==== Text excerpt ====

• FAQs


    Does teaching my teen to drink help them learn to drink responsibly?

    • Allowing your teenager to drink alcohol with you may actually backfire as an approach to teaching responsible drinking, according to a study in the Journal of Studies on Alcohol and Drugs. It was determined that the more a teenager drinks at home with his or her family, the more he or she drinks outside of the home.

    • There are many laws in place that impose severe punishments for adults who allow teens to drink in their home, even if the adult is not there. It is a crime to give alcohol to a minor.

    What should I do if I suspect that my teen is drinking or using drugs?

    Ask them. If you suspect that your son or daughter is lying, consult a professional for a drug test. Keeping an open line of communication is one of the best ways to help your teen stay away from drug or alcohol use.

    If I suspect that my teen is using, where should I look to confirm my suspicions? Places to look:

    • dresser drawers, socks, beneath or between clothes, in pockets of pants

    • desk drawers

    • cars: glove box, ashtrays, under seats

    • CD/DVD/Tape/Video cases

    • small boxes - jewelry, pencil, etc.

    • under a bed or mattress

    • between books on a bookshelf

    • in books with pages cut out

    • makeup cases - inside fake lipstick tubes or compacts

    • inside over-the-counter medicine containers

    • backpacks/duffle bags

    What are some ways I can help my child stay away from drugs and alcohol?

    • Set rules within the house: Make sure that your family knows that there is zero tolerance for use of drugs/alcohol. Be sure to set consequences for breaking this rule.

==== Dataset ====

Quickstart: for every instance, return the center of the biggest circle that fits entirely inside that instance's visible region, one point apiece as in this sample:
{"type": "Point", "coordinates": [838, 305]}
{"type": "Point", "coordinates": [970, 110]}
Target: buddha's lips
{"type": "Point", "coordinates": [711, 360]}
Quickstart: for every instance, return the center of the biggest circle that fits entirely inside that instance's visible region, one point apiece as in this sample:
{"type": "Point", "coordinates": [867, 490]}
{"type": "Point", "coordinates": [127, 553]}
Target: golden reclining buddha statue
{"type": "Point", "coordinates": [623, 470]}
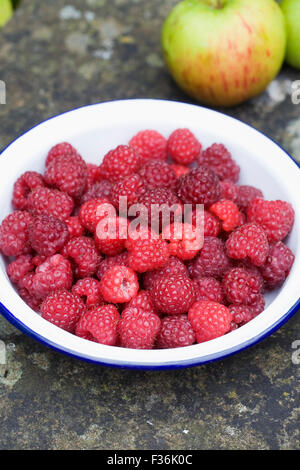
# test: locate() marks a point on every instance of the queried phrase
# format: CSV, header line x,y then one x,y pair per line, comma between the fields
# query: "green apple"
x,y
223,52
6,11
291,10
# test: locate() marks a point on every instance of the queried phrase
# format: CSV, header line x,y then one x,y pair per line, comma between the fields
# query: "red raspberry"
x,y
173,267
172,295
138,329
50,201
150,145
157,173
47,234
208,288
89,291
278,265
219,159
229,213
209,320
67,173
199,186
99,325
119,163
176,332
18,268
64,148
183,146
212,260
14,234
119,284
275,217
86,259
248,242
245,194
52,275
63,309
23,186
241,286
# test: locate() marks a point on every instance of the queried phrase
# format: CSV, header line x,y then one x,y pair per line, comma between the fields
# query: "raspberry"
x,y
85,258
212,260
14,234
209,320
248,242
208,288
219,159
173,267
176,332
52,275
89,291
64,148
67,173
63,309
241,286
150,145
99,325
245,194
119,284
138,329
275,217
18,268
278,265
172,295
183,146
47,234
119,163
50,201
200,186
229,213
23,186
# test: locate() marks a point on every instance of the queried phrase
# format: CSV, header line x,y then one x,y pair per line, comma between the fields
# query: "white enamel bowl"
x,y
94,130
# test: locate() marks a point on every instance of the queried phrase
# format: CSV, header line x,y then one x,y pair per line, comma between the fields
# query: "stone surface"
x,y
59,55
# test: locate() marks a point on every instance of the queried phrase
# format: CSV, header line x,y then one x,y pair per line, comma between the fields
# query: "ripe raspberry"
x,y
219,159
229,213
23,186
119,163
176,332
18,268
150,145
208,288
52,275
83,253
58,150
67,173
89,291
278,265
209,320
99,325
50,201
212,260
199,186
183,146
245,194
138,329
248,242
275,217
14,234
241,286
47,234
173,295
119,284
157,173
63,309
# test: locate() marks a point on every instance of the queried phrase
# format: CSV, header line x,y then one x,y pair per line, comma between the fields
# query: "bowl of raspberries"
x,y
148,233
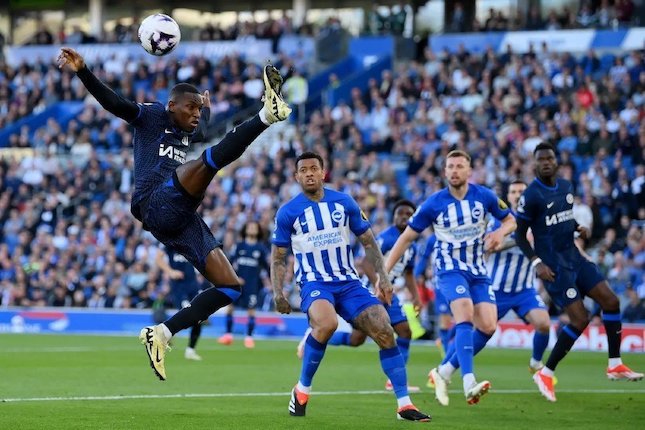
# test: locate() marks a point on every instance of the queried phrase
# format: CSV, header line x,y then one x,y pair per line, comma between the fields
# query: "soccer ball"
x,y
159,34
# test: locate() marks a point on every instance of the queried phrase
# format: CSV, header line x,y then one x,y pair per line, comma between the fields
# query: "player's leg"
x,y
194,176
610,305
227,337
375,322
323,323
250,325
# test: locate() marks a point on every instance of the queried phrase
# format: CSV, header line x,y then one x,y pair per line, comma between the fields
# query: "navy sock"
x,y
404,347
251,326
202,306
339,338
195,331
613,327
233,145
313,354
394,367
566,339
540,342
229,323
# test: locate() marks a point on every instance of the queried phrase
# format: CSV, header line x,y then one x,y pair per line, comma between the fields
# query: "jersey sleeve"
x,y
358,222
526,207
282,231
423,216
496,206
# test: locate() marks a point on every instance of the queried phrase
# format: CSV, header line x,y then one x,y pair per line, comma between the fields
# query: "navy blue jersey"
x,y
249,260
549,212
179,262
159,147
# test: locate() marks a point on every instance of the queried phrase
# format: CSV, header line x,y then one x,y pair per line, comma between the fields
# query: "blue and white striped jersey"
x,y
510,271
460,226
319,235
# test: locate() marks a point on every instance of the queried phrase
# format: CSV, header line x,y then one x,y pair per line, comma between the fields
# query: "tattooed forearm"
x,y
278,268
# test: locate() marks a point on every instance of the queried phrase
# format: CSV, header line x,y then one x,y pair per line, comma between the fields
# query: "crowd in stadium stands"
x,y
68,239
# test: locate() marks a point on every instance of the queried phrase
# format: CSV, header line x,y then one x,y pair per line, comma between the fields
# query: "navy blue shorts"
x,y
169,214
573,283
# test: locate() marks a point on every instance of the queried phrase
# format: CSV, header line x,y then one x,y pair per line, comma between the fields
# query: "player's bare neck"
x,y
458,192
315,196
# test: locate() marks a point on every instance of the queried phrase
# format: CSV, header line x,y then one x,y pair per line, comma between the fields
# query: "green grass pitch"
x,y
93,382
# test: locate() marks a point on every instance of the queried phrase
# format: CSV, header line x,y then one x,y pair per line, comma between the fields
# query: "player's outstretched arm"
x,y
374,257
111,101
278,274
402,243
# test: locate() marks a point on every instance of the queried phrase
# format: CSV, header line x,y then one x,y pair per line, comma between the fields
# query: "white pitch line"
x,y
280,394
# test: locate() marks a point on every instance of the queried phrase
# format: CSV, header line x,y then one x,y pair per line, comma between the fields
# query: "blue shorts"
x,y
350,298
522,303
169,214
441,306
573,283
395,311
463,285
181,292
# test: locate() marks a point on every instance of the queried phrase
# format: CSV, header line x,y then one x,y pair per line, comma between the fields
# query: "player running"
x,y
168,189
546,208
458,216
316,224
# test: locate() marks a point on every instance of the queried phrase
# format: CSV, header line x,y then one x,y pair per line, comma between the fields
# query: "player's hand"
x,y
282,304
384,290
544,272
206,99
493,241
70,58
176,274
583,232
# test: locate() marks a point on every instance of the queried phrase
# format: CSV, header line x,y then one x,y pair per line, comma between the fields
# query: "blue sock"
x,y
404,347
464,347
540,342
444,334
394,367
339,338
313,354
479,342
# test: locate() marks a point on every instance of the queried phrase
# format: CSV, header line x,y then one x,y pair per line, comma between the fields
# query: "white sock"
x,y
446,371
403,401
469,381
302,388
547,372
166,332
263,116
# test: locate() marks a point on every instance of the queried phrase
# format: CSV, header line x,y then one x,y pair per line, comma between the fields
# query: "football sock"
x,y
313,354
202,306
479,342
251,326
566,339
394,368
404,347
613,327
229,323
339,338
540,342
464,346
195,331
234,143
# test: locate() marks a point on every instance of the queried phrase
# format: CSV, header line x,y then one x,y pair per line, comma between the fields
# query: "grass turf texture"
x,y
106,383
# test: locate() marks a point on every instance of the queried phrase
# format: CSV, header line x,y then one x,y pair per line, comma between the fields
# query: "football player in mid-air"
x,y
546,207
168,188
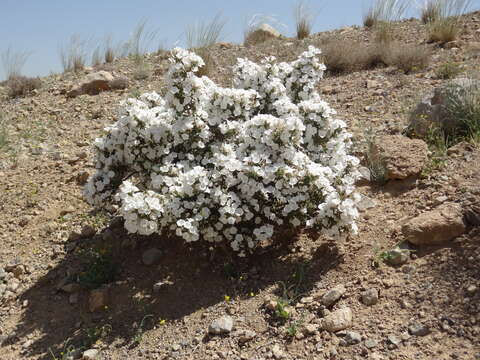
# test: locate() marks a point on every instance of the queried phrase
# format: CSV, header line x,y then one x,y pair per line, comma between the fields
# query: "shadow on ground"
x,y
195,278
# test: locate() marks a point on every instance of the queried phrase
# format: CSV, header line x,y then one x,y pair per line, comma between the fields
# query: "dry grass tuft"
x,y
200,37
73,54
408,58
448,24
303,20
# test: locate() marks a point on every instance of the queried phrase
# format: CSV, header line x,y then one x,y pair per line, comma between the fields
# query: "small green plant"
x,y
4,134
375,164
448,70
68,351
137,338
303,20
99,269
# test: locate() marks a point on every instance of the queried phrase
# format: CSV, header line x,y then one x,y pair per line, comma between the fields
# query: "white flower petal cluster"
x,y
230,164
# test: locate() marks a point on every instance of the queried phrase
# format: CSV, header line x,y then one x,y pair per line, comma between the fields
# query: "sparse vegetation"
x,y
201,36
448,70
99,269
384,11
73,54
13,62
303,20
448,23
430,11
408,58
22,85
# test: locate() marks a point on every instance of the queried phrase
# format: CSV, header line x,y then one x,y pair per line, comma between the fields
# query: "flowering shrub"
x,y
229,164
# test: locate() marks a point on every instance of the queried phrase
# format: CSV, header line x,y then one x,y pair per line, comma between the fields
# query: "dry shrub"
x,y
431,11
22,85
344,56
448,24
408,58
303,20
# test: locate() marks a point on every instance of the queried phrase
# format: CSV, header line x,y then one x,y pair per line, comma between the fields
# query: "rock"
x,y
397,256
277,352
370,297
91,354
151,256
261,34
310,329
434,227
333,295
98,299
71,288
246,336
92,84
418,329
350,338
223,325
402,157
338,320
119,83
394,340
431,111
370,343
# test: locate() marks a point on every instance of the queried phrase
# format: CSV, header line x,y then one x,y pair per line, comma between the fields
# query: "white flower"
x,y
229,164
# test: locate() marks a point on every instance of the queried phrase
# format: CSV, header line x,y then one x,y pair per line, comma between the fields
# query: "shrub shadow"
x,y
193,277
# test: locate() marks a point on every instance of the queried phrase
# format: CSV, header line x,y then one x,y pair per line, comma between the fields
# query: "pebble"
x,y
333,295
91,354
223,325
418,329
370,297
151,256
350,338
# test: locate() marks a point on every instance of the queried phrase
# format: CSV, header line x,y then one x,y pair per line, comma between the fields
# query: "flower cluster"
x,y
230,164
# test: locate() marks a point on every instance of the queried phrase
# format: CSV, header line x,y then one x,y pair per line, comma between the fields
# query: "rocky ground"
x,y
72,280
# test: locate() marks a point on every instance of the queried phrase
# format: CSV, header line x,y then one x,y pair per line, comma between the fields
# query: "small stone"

====

Check your understanding:
#1 According to the FAQ on teen drinking and drug use, what is a crime?
#2 Pick up the FAQ on teen drinking and drug use after its final sentence and carry it on.

Answers to each task:
#1 Giving alcohol to a minor.

#2
    • Keep tabs on your teen: Always know where they will be and what they will be doing when away from the house unsupervised. Be sure to occasionally check up on your teen and make sure that they are where they said they will be.

    • Know your teen's friends and their parents. Offer to have them over to your house for a movie night or make plans to attend an event together.

    • Encourage your teen to be involved in after-school activities: sports, clubs, fitness programs, etc. The more they are involved, the less time they have to experiment with drugs or alcohol.

    • Talk to your teen: Ask them how their day went, about their friends, what plans they have for the weekend, etc.

    • Plan family activities: Strengthen the bond that you have with your teen.

    • Make a habit of borrowing your child's car on short notice. If you do this, they will not have time to clean out the car or hide anything they shouldn't have in it.

    • If your child goes to a party, ask them to call you halfway into the night. Also, mention that you will call them. Teens are less likely to get drunk if they know they have to have a coherent conversation with you.